BEGIN

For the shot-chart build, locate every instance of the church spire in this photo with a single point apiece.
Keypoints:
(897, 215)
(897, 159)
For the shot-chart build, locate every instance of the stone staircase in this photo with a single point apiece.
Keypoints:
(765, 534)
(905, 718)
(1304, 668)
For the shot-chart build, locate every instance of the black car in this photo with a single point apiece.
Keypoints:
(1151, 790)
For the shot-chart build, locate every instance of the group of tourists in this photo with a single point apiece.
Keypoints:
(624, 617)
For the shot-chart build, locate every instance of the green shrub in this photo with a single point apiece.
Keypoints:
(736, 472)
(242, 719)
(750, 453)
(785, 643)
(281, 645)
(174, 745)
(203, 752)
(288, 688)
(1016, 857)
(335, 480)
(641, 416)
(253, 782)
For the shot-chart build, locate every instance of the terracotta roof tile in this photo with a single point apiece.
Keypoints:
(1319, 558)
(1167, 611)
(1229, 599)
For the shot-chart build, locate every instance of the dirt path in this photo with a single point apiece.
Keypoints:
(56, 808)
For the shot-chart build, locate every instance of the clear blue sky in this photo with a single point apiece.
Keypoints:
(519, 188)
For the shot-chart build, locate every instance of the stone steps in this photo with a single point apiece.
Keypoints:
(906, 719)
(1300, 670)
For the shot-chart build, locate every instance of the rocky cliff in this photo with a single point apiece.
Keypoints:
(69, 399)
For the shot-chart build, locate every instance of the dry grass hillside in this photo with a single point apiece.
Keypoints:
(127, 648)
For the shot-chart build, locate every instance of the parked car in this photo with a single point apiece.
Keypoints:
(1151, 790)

END

→ **What is required**
Which lines in the data above contain "stone"? Show each one.

→ **Finished exercise**
For the shot-chart build, locate every instance of the stone staircase in this photo with a single point apiece.
For the shot-chart build, locate every instance of the stone steps in this photo with a single point apiece.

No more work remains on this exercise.